Using the entries below, copy out all lines where "windshield" is found.

## Saved data entries:
--------

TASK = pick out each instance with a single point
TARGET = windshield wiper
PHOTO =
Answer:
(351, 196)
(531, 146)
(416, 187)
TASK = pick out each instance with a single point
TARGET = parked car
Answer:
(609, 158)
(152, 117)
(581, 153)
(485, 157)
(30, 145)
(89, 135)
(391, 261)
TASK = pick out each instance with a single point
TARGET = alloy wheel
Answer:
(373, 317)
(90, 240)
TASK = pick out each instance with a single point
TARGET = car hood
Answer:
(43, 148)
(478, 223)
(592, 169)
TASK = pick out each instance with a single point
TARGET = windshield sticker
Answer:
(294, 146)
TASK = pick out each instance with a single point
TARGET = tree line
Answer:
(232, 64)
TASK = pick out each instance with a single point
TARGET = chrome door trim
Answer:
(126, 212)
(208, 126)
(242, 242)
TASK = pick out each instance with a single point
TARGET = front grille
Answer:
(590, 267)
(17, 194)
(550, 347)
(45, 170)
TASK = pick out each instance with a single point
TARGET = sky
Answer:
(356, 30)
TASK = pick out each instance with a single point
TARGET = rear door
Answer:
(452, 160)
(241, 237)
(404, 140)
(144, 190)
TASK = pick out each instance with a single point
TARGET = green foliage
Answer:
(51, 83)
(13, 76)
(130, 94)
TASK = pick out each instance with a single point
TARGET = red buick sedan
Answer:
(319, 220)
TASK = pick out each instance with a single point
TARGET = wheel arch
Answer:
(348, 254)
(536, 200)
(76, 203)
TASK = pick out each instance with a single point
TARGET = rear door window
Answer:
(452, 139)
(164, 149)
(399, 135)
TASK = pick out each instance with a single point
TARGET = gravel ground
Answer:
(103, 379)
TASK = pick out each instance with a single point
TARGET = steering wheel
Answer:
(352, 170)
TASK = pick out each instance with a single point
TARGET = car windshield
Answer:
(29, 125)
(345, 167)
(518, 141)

--------

## OUTPUT BELOW:
TARGET = windshield wiper
TARGET = windshield sticker
TARGET = car windshield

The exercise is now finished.